[Records from a data source]

■ ■ ■ ■ ■ ■ ■

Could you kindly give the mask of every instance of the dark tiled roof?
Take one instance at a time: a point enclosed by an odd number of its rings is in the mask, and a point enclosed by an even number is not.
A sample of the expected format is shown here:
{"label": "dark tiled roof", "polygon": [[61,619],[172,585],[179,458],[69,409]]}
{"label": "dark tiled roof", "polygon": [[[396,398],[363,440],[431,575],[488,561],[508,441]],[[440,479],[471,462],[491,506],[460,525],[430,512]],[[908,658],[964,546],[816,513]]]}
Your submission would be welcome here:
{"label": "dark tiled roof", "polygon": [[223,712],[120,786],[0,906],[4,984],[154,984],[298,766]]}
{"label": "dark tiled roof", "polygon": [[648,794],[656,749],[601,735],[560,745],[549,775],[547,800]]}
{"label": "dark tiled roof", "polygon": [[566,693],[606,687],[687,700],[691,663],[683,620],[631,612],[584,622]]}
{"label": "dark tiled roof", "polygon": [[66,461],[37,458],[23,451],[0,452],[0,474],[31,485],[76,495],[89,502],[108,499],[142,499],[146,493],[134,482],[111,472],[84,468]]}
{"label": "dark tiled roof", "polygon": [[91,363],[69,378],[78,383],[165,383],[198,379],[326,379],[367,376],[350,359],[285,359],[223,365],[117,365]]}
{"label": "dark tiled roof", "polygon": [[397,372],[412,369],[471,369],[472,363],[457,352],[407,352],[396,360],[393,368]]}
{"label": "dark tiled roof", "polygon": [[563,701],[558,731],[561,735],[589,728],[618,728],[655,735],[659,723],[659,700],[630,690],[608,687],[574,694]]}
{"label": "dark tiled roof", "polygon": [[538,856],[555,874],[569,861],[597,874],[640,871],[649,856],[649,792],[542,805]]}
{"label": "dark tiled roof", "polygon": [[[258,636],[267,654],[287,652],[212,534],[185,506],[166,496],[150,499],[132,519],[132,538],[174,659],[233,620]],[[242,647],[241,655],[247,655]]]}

■ ■ ■ ■ ■ ■ ■

Which lines of the records contain "mask"? Show each of them.

Could you kindly give the mask of every instance of the dark tiled roof?
Take one instance at a time: a point enclosed by an odd number of its rings is in the mask, and a point enclosed by an even number is not.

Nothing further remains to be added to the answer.